:: Recorded information ::

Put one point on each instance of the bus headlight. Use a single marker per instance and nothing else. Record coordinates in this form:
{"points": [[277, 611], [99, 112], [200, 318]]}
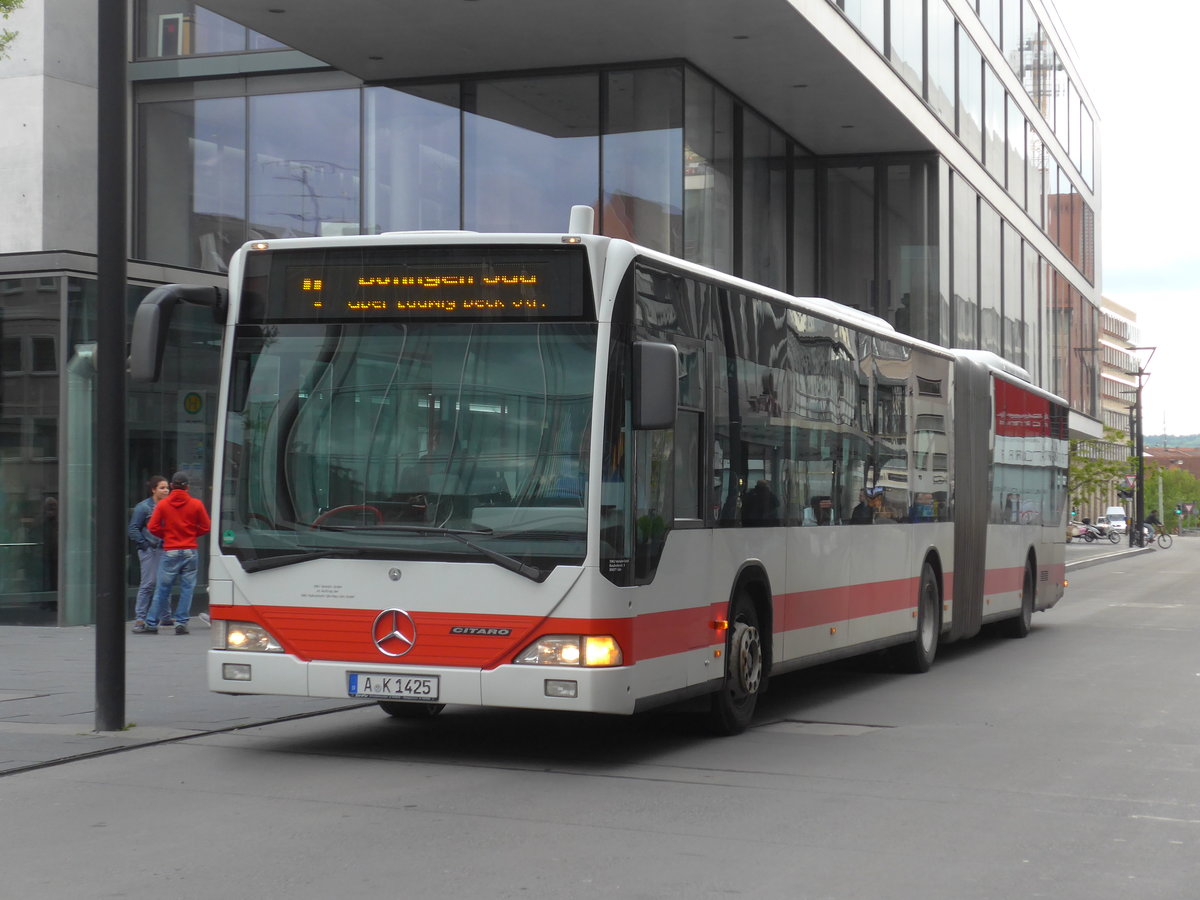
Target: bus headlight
{"points": [[244, 636], [571, 651]]}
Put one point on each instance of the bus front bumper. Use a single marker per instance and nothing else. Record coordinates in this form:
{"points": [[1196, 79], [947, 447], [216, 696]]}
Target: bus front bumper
{"points": [[595, 690]]}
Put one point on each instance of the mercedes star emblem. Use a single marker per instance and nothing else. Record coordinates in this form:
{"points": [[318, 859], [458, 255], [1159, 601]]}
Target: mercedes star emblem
{"points": [[394, 633]]}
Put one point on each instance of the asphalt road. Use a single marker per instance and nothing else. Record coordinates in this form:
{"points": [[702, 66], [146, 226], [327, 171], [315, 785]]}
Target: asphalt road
{"points": [[1063, 766]]}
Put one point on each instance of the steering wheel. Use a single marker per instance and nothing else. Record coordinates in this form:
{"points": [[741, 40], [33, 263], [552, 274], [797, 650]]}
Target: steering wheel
{"points": [[339, 510]]}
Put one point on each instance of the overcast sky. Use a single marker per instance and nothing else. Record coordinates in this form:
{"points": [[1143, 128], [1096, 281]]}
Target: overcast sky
{"points": [[1138, 63]]}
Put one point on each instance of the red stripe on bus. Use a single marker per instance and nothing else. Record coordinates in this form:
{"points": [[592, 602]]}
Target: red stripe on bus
{"points": [[1003, 581], [318, 634], [831, 606]]}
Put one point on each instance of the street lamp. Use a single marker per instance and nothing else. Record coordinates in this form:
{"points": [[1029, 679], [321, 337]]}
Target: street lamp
{"points": [[1139, 501]]}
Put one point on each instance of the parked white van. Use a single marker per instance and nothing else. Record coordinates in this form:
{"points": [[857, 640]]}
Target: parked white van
{"points": [[1116, 519]]}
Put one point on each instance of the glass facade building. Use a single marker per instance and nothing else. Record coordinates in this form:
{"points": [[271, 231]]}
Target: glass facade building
{"points": [[978, 234]]}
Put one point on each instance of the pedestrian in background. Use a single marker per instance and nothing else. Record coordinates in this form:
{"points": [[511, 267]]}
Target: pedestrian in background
{"points": [[149, 547], [179, 520]]}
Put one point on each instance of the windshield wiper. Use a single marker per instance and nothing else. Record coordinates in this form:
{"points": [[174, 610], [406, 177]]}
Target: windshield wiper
{"points": [[257, 565], [460, 534]]}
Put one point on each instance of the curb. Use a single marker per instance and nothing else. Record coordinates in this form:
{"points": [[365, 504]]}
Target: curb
{"points": [[1109, 557]]}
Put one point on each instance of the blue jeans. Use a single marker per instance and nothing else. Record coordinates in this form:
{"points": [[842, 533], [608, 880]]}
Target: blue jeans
{"points": [[149, 558], [177, 565]]}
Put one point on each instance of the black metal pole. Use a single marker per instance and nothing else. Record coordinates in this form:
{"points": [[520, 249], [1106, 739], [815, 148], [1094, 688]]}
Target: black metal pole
{"points": [[1141, 471], [111, 451]]}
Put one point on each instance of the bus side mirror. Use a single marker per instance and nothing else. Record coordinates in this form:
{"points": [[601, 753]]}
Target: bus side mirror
{"points": [[151, 323], [655, 385]]}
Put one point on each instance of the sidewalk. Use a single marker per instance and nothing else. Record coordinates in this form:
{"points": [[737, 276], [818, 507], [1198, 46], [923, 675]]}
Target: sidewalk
{"points": [[48, 687], [48, 694]]}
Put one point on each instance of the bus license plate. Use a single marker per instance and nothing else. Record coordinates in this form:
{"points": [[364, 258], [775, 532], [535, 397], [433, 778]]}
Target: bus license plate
{"points": [[385, 687]]}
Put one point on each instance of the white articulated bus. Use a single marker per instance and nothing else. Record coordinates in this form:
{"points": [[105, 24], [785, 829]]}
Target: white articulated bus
{"points": [[564, 472]]}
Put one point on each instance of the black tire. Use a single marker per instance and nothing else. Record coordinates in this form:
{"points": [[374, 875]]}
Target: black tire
{"points": [[400, 709], [918, 655], [1020, 625], [731, 708]]}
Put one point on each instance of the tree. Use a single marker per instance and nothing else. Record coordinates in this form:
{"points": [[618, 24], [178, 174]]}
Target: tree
{"points": [[6, 37], [1097, 465], [1179, 487]]}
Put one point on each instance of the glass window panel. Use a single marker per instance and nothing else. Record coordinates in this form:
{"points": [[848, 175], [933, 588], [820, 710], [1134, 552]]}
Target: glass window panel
{"points": [[970, 105], [804, 210], [304, 165], [643, 157], [412, 159], [989, 13], [906, 47], [1035, 169], [42, 353], [849, 249], [1050, 82], [994, 124], [990, 274], [1011, 34], [708, 173], [192, 181], [177, 28], [256, 41], [1030, 49], [1015, 147], [1038, 66], [965, 274], [531, 151], [1056, 209], [1012, 334], [1086, 137], [763, 203], [868, 16], [1072, 115], [941, 60], [1047, 324], [12, 355], [1087, 234], [1030, 311], [909, 300]]}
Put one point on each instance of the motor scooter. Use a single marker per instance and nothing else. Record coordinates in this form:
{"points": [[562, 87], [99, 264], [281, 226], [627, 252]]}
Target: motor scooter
{"points": [[1092, 533]]}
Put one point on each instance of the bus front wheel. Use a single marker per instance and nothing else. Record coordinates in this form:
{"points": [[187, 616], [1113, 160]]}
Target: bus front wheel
{"points": [[732, 707]]}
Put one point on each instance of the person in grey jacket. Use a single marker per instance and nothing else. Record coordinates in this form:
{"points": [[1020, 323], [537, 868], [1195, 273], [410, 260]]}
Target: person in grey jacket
{"points": [[149, 546]]}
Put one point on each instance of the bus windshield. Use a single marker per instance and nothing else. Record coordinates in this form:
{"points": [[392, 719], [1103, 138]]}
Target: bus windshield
{"points": [[393, 439]]}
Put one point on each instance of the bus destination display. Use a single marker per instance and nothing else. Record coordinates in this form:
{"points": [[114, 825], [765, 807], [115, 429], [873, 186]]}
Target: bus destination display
{"points": [[396, 291]]}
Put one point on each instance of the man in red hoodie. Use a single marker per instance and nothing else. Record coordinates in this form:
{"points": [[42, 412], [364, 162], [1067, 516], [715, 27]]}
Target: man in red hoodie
{"points": [[179, 520]]}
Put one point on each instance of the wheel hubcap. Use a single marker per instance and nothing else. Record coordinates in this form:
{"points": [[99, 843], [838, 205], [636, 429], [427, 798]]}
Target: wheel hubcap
{"points": [[747, 658]]}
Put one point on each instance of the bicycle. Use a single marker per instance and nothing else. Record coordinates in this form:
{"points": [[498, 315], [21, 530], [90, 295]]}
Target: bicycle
{"points": [[1157, 534], [1163, 537]]}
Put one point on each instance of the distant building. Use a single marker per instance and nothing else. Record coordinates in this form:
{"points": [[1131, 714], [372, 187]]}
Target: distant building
{"points": [[934, 162], [1185, 459]]}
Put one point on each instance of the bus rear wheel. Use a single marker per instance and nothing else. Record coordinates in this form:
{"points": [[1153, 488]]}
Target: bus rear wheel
{"points": [[918, 655], [400, 709], [1021, 624], [732, 707]]}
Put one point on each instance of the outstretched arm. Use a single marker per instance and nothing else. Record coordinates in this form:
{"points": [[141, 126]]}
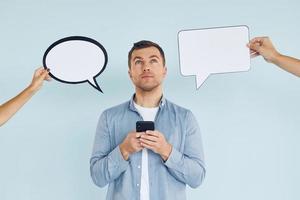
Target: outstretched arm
{"points": [[8, 109]]}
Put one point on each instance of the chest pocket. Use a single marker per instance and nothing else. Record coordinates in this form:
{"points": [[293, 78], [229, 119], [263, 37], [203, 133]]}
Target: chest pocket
{"points": [[174, 134]]}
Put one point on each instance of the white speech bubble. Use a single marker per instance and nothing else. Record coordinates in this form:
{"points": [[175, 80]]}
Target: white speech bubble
{"points": [[76, 59], [213, 50]]}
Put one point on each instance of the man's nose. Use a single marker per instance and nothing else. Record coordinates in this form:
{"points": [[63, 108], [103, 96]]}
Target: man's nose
{"points": [[146, 68]]}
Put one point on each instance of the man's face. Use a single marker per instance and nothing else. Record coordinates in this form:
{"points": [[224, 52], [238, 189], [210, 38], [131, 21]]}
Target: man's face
{"points": [[147, 70]]}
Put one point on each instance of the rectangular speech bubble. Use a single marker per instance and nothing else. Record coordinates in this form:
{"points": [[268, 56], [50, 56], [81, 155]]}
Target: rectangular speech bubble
{"points": [[213, 50]]}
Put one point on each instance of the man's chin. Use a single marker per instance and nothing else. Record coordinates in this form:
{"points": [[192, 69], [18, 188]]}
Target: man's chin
{"points": [[148, 88]]}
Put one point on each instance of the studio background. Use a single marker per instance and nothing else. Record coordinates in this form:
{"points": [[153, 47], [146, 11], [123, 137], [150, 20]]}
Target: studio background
{"points": [[250, 121]]}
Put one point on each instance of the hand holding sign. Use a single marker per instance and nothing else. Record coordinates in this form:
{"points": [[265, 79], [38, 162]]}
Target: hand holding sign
{"points": [[75, 60], [215, 50]]}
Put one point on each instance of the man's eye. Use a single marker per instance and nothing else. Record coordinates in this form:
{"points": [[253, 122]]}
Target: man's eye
{"points": [[138, 62]]}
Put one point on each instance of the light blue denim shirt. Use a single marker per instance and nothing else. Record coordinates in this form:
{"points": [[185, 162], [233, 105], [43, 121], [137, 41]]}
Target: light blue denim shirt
{"points": [[167, 180]]}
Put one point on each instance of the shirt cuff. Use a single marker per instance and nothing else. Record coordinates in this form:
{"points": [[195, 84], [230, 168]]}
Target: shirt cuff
{"points": [[175, 159]]}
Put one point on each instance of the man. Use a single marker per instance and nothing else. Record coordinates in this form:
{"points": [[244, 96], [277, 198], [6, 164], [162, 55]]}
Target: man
{"points": [[264, 47], [151, 165], [8, 109]]}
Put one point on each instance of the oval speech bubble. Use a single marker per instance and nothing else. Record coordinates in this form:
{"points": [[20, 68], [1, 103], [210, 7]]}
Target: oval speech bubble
{"points": [[76, 59]]}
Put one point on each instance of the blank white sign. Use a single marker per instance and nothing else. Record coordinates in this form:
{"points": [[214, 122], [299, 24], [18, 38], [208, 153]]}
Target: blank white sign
{"points": [[213, 50]]}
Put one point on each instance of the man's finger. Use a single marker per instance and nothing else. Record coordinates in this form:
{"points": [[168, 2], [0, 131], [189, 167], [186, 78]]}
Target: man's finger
{"points": [[153, 133], [148, 142], [149, 137]]}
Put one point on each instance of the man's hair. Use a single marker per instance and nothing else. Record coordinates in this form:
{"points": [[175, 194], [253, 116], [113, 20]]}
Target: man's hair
{"points": [[145, 44]]}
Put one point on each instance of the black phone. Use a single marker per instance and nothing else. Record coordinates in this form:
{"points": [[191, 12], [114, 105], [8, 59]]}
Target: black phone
{"points": [[142, 126]]}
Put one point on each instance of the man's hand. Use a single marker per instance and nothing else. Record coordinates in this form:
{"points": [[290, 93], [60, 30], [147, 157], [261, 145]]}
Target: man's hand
{"points": [[39, 76], [131, 144], [264, 47], [156, 141]]}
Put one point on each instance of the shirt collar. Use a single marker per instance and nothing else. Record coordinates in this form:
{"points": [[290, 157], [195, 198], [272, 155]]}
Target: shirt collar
{"points": [[132, 107]]}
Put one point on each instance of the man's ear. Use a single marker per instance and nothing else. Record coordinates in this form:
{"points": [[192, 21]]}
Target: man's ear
{"points": [[129, 73], [165, 70]]}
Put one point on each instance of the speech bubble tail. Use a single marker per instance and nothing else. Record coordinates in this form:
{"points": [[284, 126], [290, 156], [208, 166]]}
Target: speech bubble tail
{"points": [[93, 82], [200, 79]]}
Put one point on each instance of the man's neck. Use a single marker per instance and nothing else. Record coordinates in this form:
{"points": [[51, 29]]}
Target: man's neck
{"points": [[148, 99]]}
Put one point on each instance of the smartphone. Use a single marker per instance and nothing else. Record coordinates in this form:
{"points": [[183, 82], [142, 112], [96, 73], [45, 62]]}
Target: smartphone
{"points": [[142, 126]]}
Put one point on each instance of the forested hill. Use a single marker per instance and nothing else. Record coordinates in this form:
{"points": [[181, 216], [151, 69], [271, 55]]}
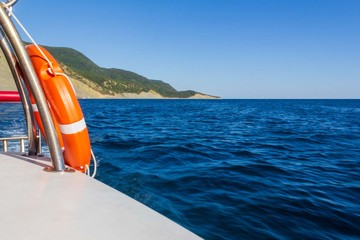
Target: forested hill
{"points": [[112, 81]]}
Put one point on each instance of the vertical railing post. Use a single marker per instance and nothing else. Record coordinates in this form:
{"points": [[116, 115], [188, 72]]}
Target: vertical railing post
{"points": [[30, 122], [30, 75]]}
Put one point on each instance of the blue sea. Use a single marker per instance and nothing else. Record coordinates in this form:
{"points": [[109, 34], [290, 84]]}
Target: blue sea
{"points": [[231, 169]]}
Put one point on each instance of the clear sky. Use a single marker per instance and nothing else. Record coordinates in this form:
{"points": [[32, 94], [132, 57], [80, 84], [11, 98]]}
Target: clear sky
{"points": [[228, 48]]}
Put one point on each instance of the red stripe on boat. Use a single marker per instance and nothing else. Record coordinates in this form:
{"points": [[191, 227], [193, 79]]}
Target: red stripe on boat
{"points": [[9, 96]]}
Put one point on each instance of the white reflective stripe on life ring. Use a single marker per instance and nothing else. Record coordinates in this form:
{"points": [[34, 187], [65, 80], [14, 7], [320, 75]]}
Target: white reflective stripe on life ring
{"points": [[73, 127], [34, 106]]}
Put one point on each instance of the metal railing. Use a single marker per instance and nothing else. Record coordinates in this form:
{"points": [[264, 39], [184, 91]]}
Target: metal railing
{"points": [[21, 67], [21, 140]]}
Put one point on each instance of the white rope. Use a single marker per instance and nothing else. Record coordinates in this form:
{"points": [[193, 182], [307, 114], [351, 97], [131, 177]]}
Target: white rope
{"points": [[51, 67], [95, 162]]}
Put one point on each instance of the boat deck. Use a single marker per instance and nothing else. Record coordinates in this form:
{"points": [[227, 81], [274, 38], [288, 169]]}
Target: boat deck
{"points": [[36, 204]]}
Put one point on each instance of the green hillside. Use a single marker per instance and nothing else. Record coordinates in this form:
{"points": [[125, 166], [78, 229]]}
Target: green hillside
{"points": [[111, 80]]}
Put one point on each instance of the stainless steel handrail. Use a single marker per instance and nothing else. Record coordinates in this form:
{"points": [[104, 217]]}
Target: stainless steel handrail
{"points": [[30, 123], [10, 3], [21, 139], [30, 75]]}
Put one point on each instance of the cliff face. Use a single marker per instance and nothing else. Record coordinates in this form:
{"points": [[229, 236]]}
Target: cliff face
{"points": [[92, 81]]}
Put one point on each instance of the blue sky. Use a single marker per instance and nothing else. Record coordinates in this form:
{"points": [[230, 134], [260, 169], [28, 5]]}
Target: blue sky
{"points": [[228, 48]]}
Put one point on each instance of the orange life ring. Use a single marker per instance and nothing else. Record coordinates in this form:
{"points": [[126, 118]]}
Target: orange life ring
{"points": [[65, 108]]}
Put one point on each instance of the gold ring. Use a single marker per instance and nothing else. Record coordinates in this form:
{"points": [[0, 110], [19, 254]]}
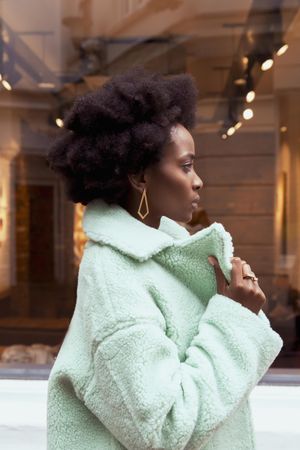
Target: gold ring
{"points": [[250, 277]]}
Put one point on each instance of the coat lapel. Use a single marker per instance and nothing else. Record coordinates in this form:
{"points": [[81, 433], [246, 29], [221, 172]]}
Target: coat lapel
{"points": [[170, 245]]}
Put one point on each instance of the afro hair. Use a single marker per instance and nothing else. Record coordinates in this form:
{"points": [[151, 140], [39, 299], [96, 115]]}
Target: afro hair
{"points": [[119, 129]]}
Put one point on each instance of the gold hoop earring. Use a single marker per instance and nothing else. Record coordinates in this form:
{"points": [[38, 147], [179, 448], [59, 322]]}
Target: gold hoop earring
{"points": [[144, 197]]}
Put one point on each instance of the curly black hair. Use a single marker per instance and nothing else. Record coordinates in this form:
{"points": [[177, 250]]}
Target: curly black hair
{"points": [[119, 129]]}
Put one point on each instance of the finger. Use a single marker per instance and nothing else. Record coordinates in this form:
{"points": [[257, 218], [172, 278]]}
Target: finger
{"points": [[237, 271], [246, 269], [220, 278]]}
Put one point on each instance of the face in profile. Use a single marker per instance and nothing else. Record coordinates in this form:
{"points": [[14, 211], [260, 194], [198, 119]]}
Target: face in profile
{"points": [[172, 184]]}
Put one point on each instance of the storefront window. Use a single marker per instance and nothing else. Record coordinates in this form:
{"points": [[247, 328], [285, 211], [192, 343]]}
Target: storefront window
{"points": [[245, 58]]}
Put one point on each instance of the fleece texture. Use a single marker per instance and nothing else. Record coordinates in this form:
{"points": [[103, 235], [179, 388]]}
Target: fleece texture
{"points": [[154, 358]]}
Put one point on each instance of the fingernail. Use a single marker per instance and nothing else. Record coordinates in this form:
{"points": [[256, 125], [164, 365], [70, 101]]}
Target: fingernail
{"points": [[211, 260]]}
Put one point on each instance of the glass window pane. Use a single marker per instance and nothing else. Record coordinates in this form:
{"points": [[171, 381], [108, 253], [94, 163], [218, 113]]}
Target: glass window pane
{"points": [[245, 58]]}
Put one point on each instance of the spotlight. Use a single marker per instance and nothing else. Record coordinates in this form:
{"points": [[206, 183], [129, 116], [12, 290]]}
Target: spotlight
{"points": [[59, 122], [267, 64], [248, 113], [250, 96], [240, 82], [230, 131], [282, 49], [6, 85]]}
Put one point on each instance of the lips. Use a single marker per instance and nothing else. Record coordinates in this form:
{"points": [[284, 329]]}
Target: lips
{"points": [[196, 200]]}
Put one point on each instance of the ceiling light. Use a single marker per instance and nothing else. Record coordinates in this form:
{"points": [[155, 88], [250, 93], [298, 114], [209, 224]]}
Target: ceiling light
{"points": [[245, 60], [6, 85], [240, 81], [230, 131], [45, 85], [267, 64], [282, 49], [250, 96], [59, 122], [248, 113]]}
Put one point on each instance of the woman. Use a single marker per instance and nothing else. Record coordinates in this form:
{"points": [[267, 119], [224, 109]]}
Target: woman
{"points": [[163, 349]]}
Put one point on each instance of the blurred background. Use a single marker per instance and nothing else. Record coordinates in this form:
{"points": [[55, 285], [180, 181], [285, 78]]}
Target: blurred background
{"points": [[245, 57]]}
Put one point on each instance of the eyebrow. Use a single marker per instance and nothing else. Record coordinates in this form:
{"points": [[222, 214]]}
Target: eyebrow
{"points": [[188, 154]]}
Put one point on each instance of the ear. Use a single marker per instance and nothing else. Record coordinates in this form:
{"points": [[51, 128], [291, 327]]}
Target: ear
{"points": [[137, 181]]}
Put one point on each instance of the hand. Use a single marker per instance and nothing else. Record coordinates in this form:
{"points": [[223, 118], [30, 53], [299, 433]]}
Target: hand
{"points": [[245, 291]]}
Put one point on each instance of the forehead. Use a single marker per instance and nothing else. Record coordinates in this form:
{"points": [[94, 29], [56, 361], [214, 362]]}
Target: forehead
{"points": [[181, 143]]}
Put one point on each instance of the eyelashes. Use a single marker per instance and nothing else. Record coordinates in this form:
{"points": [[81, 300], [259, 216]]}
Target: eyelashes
{"points": [[187, 167]]}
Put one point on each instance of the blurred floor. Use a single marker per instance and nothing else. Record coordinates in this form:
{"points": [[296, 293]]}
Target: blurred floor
{"points": [[276, 412]]}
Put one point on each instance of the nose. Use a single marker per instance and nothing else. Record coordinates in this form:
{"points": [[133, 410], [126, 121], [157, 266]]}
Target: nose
{"points": [[197, 183]]}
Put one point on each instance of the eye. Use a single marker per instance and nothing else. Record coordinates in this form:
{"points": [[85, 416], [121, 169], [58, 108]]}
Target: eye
{"points": [[187, 167]]}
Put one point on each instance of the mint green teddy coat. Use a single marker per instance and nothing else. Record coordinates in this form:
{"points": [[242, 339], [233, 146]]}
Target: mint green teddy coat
{"points": [[153, 357]]}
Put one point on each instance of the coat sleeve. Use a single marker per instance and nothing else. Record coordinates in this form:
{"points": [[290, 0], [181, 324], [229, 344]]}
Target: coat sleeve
{"points": [[149, 399]]}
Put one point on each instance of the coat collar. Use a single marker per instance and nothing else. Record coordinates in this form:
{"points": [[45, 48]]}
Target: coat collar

:::

** Try it **
The lines from the start of the records above through the line that holds "Put one point on each instance of the bus front bumper." are to be copied exactly, both ends included, and no pictures are to be copied.

** Exercise answer **
Put one point on each instance of the bus headlight. Use a single marker per instance and nothing else. Record coordinates in this form:
{"points": [[277, 611], [99, 112], [200, 318]]}
Target: bus headlight
{"points": [[244, 636], [571, 651]]}
Put one point on each instance of the bus front bumper. Use a single marker per instance and nothing else. Record coordinates in this form:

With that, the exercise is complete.